REQUIRED ACTION –
What is needed is a word-for-word transcription of every record below.
DATA RECORDS START
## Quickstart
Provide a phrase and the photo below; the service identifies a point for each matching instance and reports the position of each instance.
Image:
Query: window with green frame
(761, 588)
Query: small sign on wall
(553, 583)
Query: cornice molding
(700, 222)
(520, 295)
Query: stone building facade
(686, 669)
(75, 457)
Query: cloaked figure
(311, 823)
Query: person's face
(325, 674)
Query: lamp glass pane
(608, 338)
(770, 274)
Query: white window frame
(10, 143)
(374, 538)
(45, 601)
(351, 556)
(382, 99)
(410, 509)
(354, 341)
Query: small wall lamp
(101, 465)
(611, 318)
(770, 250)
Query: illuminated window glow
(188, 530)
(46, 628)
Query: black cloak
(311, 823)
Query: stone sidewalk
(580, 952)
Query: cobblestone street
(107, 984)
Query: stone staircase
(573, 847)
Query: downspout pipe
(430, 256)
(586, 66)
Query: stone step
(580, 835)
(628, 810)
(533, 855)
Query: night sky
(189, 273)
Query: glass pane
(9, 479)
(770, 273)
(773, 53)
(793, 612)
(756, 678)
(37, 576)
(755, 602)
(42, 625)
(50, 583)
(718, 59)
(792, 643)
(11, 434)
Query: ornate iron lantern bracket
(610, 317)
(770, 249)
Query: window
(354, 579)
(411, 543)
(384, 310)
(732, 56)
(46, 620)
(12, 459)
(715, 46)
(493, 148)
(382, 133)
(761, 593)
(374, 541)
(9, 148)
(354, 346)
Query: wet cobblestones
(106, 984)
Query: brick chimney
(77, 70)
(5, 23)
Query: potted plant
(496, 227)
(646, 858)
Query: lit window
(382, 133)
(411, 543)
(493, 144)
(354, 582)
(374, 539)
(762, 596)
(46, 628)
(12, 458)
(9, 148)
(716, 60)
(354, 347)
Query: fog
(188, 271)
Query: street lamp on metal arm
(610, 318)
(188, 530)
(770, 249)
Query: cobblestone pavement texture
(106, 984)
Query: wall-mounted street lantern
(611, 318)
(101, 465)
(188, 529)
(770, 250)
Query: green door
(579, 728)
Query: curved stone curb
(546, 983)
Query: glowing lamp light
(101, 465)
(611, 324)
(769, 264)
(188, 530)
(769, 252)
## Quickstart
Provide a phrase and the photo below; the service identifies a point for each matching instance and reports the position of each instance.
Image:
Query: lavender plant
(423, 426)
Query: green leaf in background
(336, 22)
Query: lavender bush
DATA RECORDS END
SOLUTION FOR THIS EXERCISE –
## Quickstart
Provide a phrase and the photo below; the service identifies a point for each matching instance and reports the position of each instance.
Image:
Query: window with green frame
(761, 588)
Query: small sign on wall
(553, 583)
Query: cornice molding
(700, 222)
(520, 295)
Query: stone building facade
(686, 669)
(75, 457)
Query: cloaked figure
(311, 823)
Query: person's face
(325, 674)
Query: lamp glass pane
(608, 338)
(770, 274)
Query: white window frame
(10, 143)
(374, 538)
(45, 601)
(351, 556)
(382, 99)
(410, 509)
(354, 341)
Query: small wall lamp
(101, 465)
(611, 318)
(770, 250)
Query: illuminated window glow
(188, 530)
(46, 628)
Query: black cloak
(311, 823)
Query: stone sidewalk
(580, 952)
Query: cobblestone street
(107, 984)
Query: stone staircase
(573, 847)
Query: downspout pipe
(430, 256)
(586, 66)
Query: stone step
(580, 835)
(628, 810)
(533, 855)
Query: night sky
(189, 273)
Query: glass pane
(9, 479)
(770, 273)
(773, 53)
(793, 612)
(756, 678)
(37, 576)
(755, 602)
(42, 625)
(50, 583)
(718, 59)
(792, 643)
(11, 434)
Query: ornate iron lantern bracket
(610, 317)
(770, 249)
Query: window
(354, 579)
(411, 543)
(384, 310)
(732, 56)
(46, 620)
(12, 459)
(715, 46)
(493, 148)
(382, 133)
(761, 593)
(374, 541)
(9, 148)
(354, 346)
Query: wet cobblestones
(106, 984)
Query: brick chimney
(77, 70)
(5, 23)
Query: potted plant
(496, 227)
(646, 858)
Query: lit window
(382, 133)
(411, 543)
(493, 144)
(354, 582)
(374, 539)
(762, 596)
(46, 628)
(12, 458)
(9, 148)
(716, 60)
(354, 347)
Query: fog
(188, 271)
Query: street lamp on metal arm
(610, 318)
(188, 530)
(770, 249)
Query: cobblestone pavement texture
(106, 984)
Query: wall-mounted street lantern
(611, 318)
(101, 465)
(188, 529)
(770, 250)
Query: green door
(579, 728)
Query: curved stone curb
(546, 983)
Query: glowing lamp light
(101, 465)
(611, 324)
(769, 264)
(188, 530)
(769, 252)
## Quickstart
Provide a phrase and the photo below; the service identifies a point for each matching instance and reports the position of each instance.
Image:
Query: lavender plant
(423, 426)
Query: green leaf in background
(336, 22)
Query: lavender bush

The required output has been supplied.